**やること:**
1. インタビュー記事によると、鈴木氏が前職で同期と一緒に始めたものは何か。
2. インタビュー記事の「鈴木いづみ氏(以下、鈴木):そこの現場で」から「意義はどんなものでしょうか。」までを、両端の語句も含めて一字一句そのまま書き写してください。

== 抽出テキスト

グッド・アクションのきっかけになった原体験

──表彰式を振り返っていただく前に、あらためて「グッド・アクション」を創設した狙いをお聞かせいただけますでしょうか。

細野真悟氏(以下、細野):「グッド・アクション」創設の狙いは、表彰式のあいさつでお話させていただいた通りですが、もともとの発案は、弊社の鈴木(いづみ)が以前働いていた会社での体験がもとなんですよ。

鈴木いづみ氏(以下、鈴木):そこの現場で、会社に対する不満や愚痴が多くなった時期があって、「愚痴を言っていてもしょうがない」「会社の愚痴を言うんじゃなくて、現場の自分たちで何かできないか」と、同期と一緒に朝会や仕事の共有会を始めました。

それでちょっと前向きになって、会社が仕組みとして用意しなくたって、現場主導の良いアクション=グッド・アクションがあれば、会社は働きやすくなるという原体験がありました。

そこからリクルートキャリアに転職して、リクナビNEXTのPRの仕事に就いたときに、「前職での原体験を、リクルートキャリアという場を使ってもっと多くの人に広めたい」という思いでスタートしたのが「グッド・アクション」なんです。

細野:それも、転職して2ヶ月で立ち上げたと。前職の原体験がリクルートキャリアで花開き、働く人の共感を得ているというのが個人的にジーンとしました。

リクナビNEXTが働く人たちの「グッド・アクション」を表彰する理由

──きっかけとして鈴木さんの原体験がありますが、リクナビNEXTが会社として「グッド・アクション」をやる意義はどんなものでしょうか。

細野:「グッド・アクション」自体は、彼女の原体験がきっかけで立ち上がったと言っても過言ではありません。でも、それだけなら別に会社としてやる必要はないんですね。

====
== データ行

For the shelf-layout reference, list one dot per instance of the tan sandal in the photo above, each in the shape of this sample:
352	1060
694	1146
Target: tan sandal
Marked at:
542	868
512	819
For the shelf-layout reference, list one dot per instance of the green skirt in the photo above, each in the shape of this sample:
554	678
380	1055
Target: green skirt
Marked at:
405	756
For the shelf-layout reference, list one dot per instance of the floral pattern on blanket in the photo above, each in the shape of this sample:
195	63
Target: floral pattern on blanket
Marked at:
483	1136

====
== データ行

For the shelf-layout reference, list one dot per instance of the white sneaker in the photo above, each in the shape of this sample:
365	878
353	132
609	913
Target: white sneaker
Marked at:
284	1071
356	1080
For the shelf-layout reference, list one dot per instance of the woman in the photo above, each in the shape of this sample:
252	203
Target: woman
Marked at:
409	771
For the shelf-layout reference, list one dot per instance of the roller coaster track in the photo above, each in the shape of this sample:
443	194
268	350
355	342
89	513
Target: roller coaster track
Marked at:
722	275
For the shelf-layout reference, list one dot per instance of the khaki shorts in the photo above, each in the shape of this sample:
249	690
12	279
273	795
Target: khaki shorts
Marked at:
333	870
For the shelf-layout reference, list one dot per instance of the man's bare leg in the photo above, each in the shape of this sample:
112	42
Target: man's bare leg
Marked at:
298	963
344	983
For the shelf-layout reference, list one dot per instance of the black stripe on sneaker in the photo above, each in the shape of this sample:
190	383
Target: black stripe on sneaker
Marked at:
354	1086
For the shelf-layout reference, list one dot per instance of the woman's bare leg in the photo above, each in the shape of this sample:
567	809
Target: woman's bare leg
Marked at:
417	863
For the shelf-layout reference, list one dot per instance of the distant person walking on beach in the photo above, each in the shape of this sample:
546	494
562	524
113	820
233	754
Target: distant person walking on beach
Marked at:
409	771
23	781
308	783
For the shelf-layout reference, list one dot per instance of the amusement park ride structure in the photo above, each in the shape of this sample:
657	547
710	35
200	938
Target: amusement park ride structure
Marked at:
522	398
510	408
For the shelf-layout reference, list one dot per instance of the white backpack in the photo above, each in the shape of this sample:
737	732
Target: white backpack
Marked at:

====
== データ行

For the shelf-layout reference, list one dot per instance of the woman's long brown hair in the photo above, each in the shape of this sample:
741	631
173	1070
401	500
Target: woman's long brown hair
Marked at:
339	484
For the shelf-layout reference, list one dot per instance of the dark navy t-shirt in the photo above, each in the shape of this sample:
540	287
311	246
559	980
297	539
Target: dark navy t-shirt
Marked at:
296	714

====

**解答一覧:**
1. 朝会や仕事の共有会です。

2.
鈴木いづみ氏(以下、鈴木):そこの現場で、会社に対する不満や愚痴が多くなった時期があって、「愚痴を言っていてもしょうがない」「会社の愚痴を言うんじゃなくて、現場の自分たちで何かできないか」と、同期と一緒に朝会や仕事の共有会を始めました。

それでちょっと前向きになって、会社が仕組みとして用意しなくたって、現場主導の良いアクション=グッド・アクションがあれば、会社は働きやすくなるという原体験がありました。

そこからリクルートキャリアに転職して、リクナビNEXTのPRの仕事に就いたときに、「前職での原体験を、リクルートキャリアという場を使ってもっと多くの人に広めたい」という思いでスタートしたのが「グッド・アクション」なんです。

細野:それも、転職して2ヶ月で立ち上げたと。前職の原体験がリクルートキャリアで花開き、働く人の共感を得ているというのが個人的にジーンとしました。

リクナビNEXTが働く人たちの「グッド・アクション」を表彰する理由

──きっかけとして鈴木さんの原体験がありますが、リクナビNEXTが会社として「グッド・アクション」をやる意義はどんなものでしょうか。